== Data shown

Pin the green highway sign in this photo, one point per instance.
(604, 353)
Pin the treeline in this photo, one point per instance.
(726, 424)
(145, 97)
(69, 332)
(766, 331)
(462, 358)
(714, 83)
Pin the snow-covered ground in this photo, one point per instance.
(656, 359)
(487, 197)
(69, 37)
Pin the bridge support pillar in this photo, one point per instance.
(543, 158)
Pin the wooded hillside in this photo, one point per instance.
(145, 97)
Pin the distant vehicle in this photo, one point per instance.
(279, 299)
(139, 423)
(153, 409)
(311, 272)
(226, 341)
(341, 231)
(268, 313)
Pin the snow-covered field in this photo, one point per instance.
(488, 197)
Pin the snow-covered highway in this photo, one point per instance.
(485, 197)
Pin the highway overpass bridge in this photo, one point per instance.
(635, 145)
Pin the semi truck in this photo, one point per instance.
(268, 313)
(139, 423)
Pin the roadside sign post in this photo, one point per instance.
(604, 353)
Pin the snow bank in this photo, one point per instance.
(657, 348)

====
== Data shown

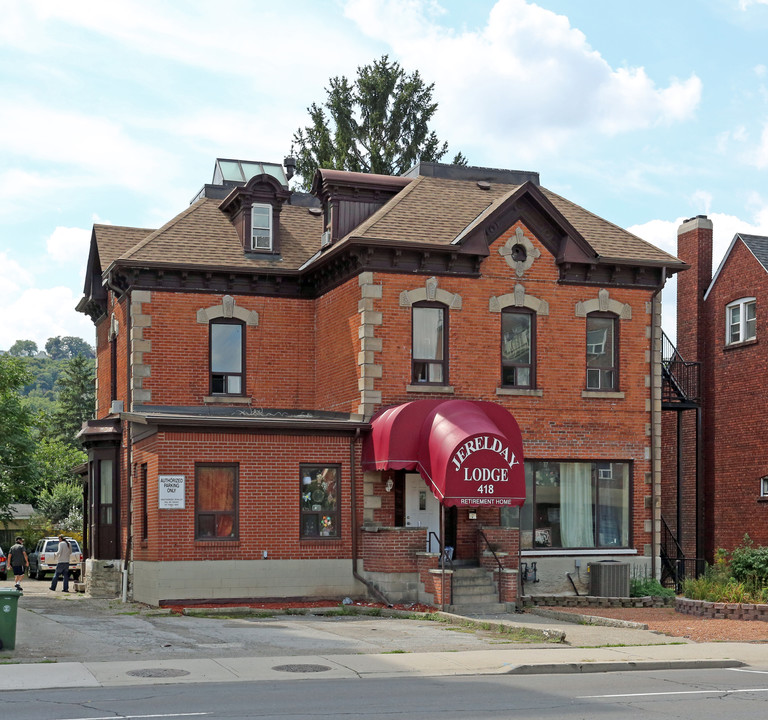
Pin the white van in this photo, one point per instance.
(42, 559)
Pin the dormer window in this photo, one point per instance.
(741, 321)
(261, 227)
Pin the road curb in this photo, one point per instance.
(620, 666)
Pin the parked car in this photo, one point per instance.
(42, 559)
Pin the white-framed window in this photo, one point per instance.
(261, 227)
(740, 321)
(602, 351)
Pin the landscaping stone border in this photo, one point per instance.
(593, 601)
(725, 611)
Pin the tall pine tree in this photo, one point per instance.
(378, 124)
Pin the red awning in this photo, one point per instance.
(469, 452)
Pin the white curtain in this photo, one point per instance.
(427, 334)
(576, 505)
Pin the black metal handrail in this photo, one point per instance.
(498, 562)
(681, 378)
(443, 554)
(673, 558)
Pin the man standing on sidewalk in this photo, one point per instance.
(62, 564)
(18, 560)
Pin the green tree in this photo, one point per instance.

====

◆ What you should do: Duplicate the records above from the line that contains "Pin the tall" through the line that contains "Pin the green tree", including both of those lines, and copy nothing else.

◆ Solution for this task:
Pin the tall pine tree in this photo, one point per instance.
(378, 124)
Pin the red awning in this photo, one point per instance.
(469, 452)
Pin the white curtain in this photo, one point per instance.
(427, 334)
(576, 505)
Pin the black metal handrail in this photo, one point per instance.
(498, 562)
(681, 378)
(443, 554)
(673, 558)
Pin the man standing on sidewalk in this photo, one point per instance.
(62, 564)
(18, 560)
Pin the green tree in this photo, one point per instance.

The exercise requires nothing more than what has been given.